» WHAT THIS TASK INVOLVES: In the passage on noisy Roessler forecasts below, why were LSTM and VAE models without FNN regularization also tested at every noise level? Answer in one to three sentences.

» PASSAGE:
The LSTM used for comparison with the VAE described above is identical to the architecture employed in the previous post.
While with the VAE, an fnn_multiplier of 1 yielded sufficient regularization for all noise levels, some more experimentation
was needed for the LSTM: At noise levels 2 and 2.5, that multiplier was set to 5.

As a result, in all cases, there was one latent variable with high variance and a second one of minor importance. For all
others, variance was close to 0.

In all cases here means: In all cases where FNN regularization was used. As already hinted at in the introduction, the main
regularizing factor providing robustness to noise here seems to be FNN loss, not KL divergence. So for all noise levels,
besides FNN-regularized LSTM and VAE models we also tested their non-constrained counterparts.

Low noise

Seeing how all models did superbly on the original deterministic series, a noise level of 1 can almost be treated as
a baseline. Here you see sixteen 120-timestep predictions from both regularized models, FNN-VAE (dark blue), and FNN-LSTM
(orange). The noisy test data, both input (x, 120 steps) and output (y, 120 steps) are displayed in (blue-ish) grey. In
green, also spanning the whole sequence, we have the original Roessler data, the way they would look had no noise been added.


Roessler series with added Gaussian noise of standard deviation 1. Grey: actual (noisy) test data. Green: underlying Roessler system. Orange: Predictions from FNN-LSTM. Dark blue: Predictions from FNN-VAE.

Figure 3: Roessler series with added Gaussian noise of standard deviation 1. Grey: actual (noisy) test data. Green: underlying Roessler system. Orange: Predictions from FNN-LSTM. Dark blue: Predictions from FNN-VAE.

Despite the noise, forecasts from both models look excellent. Is this due to the FNN regularizer?

Looking at forecasts from their unregularized counterparts, we have to admit these do not look any worse. (For better
comparability, the sixteen sequences to forecast were initiallly picked at random, but used to test all models and
conditions.)


Roessler series with added Gaussian noise of standard deviation 1. Grey: actual (noisy) test data. Green: underlying Roessler system. Orange: Predictions from unregularized LSTM. Dark blue: Predictions from unregularized VAE.

Figure 4: Roessler series with added Gaussian noise of standard deviation 1. Grey: actual (noisy) test data. Green: underlying Roessler system. Orange: Predictions from unregularized LSTM. Dark blue: Predictions from unregularized VAE.

What happens when we start to add noise?

Substantial noise

Between noise levels 1.5 and 2, something changed, or became noticeable from visual inspection. Let’s jump directly to the
highest-used level though: 2.5.

Here first are predictions obtained from the unregularized models.


Roessler series with added Gaussian noise of standard deviation 2.5. Grey: actual (noisy) test data. Green: underlying Roessler system. Orange: Predictions from unregularized LSTM. Dark blue: Predictions from unregularized VAE.

Figure 5: Roessler series with added Gaussian noise of standard deviation 2.5. Grey: actual (noisy) test data. Green: underlying Roessler system. Orange: Predictions from unregularized LSTM. Dark blue: Predictions from unregularized VAE.

» SOURCE EXCERPT:
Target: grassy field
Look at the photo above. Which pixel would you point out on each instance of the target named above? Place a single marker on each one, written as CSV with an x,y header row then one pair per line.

» OUTPUT OF THE EXERCISE: The main factor that makes the models robust to noise appears to be the FNN loss, not KL divergence. Testing unconstrained counterparts alongside the FNN-regularized LSTM and VAE models at every noise level makes that effect visible.